- **To do**:
Give back every record exactly, with its pictures left out.

- **Excerpted records**:

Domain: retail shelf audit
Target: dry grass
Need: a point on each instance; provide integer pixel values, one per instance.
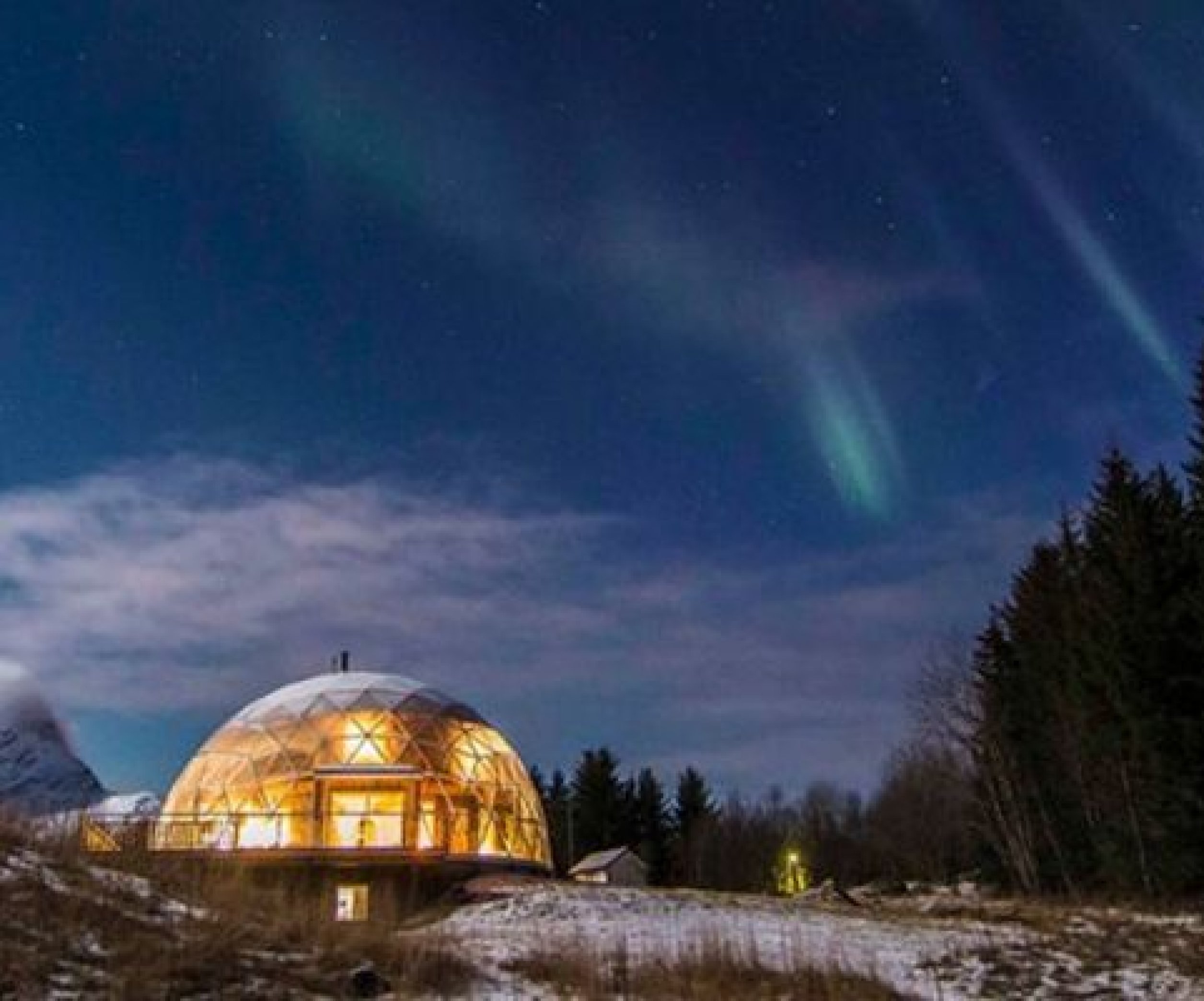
(81, 924)
(711, 971)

- **Answer to this exercise**:
Domain: retail shelf audit
Target: dry grass
Need: a point on each instance; provide integer pixel values, one per instance.
(81, 924)
(711, 971)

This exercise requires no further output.